■ **Text under study**

####

My daughter, who is a first-year optometry student at Ohio State, has worked with me during the past several summers working up patients. I recently saw an 88 YOAAF who greeted me as I walked into the room by saying “How is my Dr. Mathie doing?” Before I could answer she said, “I don’t mean you, I mean your daughter. I love you, but I want you to know that once she graduates I’m going to be her patient. She’s great!” So there it is, I’m already the second most popular Dr. Mathie in my practice and my daughter didn’t even graduate yet! Regarding my practice, I love the challenging ocular disease patients who frequent our practice. But as I get older, I would like to specialize in left eye corneal foreign body removals. (Editor: ha, ha)

Which optometric issues concern you the most?

Online refractions and ordering of glasses and contact lenses. I have a patient who had his first ever eye exam at age 70 (he was a natural monovision patient) and he had end-stage glaucoma in both eyes. If patients focus only on the cheapest glasses and contact lenses, there will be numerous patients losing sight (literally) of what is most important in the care of their eyes.

Why did you choose a career in optometry?

In school, I always loved anatomy and physiology, as well as physics. Optometry combines all three and allows me to help patients see better and feel better every day. I also wanted to be a doctor who wasn’t called in for lengthy surgeries while on call so I could be involved as the father I wanted to be.


Why did you choose to attend Ohio State?

Ohio State has always enjoyed a great reputation and was the most affordable option. In 1986 there was an option to apply during your second year of undergrad and as one of eight kids paying our own way through college, that fast track to the OD degree was very appealing.

Most memorable moment(s) at Ohio State.

All of the great memories involve laughter, fun and good times at the Epsilon Psi Epsilon events and college-affiliated activities. Also, the Buckeye football games, giving a rap music finale to the hooding speech and while at Ohio State I was lucky enough to play QB for a flag football team representing Ohio State at the National Flag Football Championships in New Orleans for two years.

What lesson did you learn at Ohio State that has affected you the most in your career?

Every single day I read or read summaries of studies that affect our profession. Ohio State showed me how to look at these studies objectively and critically and decide how to implement the information to better serve my patients. It also showed me what it was like to be part of a successful, progressive practice with an emphasis on patient care.

####

■ **Supplied information**
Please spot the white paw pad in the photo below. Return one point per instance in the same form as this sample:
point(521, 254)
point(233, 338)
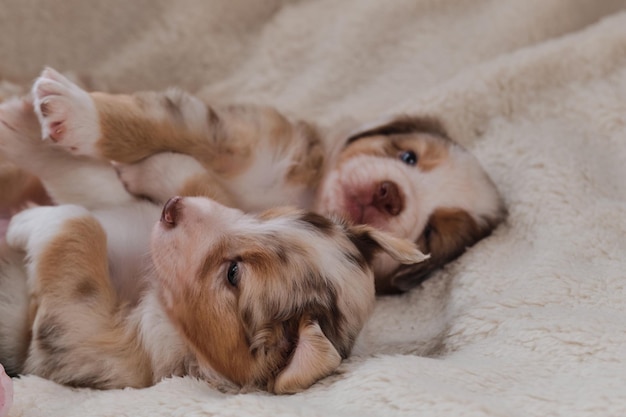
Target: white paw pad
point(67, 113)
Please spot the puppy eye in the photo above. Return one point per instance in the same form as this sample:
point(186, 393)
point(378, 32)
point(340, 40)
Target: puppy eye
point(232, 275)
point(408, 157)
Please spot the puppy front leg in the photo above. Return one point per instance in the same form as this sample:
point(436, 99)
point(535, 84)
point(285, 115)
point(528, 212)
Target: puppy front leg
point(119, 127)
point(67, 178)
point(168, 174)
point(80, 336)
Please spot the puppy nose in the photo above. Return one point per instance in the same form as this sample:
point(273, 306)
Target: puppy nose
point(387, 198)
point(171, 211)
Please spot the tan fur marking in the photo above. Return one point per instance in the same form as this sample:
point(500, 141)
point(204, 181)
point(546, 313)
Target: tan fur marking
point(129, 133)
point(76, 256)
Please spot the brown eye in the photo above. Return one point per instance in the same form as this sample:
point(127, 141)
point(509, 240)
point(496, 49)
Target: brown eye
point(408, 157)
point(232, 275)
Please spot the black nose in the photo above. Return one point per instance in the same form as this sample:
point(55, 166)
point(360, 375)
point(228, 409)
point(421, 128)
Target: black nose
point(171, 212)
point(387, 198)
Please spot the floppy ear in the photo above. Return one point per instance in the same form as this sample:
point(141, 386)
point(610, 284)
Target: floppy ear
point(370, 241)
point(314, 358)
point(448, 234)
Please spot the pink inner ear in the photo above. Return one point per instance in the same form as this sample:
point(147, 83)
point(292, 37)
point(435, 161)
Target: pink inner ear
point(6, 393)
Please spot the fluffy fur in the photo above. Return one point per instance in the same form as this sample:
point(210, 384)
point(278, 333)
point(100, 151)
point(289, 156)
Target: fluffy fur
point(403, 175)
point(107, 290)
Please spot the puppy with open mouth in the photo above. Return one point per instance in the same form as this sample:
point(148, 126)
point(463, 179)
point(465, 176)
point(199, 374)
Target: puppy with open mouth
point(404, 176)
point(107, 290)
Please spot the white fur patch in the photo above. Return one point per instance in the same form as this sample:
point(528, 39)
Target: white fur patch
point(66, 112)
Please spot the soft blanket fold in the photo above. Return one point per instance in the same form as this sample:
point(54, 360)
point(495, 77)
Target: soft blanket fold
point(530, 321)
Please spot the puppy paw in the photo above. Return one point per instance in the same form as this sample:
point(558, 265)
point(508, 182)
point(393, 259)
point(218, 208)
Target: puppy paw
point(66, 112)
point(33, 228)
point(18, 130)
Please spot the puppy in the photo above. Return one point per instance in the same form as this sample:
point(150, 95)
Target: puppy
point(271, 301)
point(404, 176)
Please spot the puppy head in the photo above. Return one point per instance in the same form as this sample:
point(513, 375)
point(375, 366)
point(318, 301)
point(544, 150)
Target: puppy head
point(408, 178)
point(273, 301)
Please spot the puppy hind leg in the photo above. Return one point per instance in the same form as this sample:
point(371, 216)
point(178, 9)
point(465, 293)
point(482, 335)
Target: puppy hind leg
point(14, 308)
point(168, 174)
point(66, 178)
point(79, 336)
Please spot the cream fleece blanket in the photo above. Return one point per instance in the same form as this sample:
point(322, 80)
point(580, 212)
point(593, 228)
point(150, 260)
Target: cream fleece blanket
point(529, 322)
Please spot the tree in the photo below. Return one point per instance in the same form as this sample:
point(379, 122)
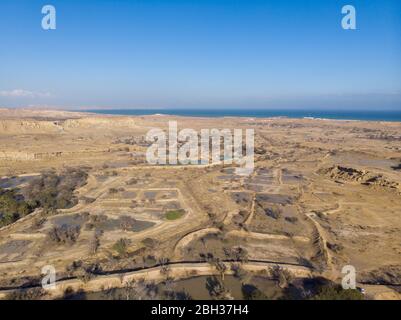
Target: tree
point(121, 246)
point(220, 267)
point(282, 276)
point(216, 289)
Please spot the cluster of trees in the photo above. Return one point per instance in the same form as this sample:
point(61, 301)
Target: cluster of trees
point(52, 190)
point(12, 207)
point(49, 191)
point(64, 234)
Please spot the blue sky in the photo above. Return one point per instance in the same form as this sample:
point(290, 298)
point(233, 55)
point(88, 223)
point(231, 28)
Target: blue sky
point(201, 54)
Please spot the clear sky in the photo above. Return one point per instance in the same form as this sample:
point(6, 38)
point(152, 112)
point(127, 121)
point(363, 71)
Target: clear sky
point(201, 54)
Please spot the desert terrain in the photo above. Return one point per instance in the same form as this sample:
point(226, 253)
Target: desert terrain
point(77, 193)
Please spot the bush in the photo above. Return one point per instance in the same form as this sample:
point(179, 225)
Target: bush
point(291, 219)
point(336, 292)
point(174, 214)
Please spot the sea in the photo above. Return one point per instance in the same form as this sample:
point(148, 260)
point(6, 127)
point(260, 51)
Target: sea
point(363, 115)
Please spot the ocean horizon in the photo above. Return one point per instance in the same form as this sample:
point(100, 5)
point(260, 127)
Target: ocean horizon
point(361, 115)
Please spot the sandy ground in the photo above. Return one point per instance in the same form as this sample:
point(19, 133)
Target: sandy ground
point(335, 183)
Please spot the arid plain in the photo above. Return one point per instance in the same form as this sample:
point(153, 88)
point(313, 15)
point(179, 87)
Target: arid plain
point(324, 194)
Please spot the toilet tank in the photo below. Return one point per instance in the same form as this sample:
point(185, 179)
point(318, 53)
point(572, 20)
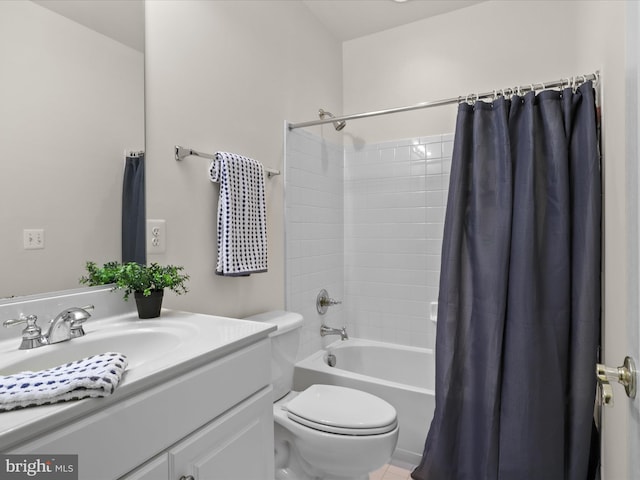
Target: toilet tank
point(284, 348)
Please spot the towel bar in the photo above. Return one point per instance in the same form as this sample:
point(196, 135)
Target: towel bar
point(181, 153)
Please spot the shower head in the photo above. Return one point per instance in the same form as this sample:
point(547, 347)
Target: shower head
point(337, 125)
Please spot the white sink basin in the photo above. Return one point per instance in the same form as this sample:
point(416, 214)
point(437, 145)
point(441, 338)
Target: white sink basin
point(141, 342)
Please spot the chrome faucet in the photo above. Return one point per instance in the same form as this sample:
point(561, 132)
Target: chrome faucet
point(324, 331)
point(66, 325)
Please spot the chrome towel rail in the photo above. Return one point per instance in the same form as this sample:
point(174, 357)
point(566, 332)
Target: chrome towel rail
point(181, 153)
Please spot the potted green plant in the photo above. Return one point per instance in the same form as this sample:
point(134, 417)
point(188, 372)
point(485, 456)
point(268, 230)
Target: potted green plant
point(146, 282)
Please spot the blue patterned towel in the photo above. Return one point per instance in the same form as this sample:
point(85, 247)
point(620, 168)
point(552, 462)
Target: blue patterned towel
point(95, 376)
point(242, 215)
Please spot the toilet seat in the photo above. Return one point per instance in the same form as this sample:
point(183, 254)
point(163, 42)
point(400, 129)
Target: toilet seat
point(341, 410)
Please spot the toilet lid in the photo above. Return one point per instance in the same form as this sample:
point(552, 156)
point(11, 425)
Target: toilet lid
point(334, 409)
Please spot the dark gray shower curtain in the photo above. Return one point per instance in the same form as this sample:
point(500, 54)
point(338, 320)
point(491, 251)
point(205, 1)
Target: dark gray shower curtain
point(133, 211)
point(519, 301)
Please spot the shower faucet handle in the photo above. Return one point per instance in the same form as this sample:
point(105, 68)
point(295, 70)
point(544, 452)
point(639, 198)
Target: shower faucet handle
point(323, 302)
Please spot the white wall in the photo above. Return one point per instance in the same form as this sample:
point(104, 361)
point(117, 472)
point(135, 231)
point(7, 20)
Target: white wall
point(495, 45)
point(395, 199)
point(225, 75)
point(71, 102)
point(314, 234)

####

Continue the optometrist interview above from where it stops.

What do Ohio State and the College of Optometry mean to you and your family?

Ohio State will always be synonymous with the most fun years of my life. It was a time of lots of hard work and even more great times. It was the foundation that has allowed me to do so many things.

I have delighted watching my daughter Brooke at The Ohio State College of Optometry and her roommates Stephanie Shoults and Kelly Morgan enjoy the many opportunities that go with being part of the college, including phenomenal experiences like seeing an optic nerve in 3D for the first time, adjusting their first pair of glasses, figuring out if a soft contact lens is inside out or not and celebrating the end of yet another optics course.

Brooke has wanted to be an optometrist since she was 11. She attended an OOA retreat with me and proclaimed she wanted to be an optometrist when she grew up. When I asked her why, she said “Because optometrists are all happy.” And I still believe she is right for the most part.


What are your current hobbies, volunteer work, interests?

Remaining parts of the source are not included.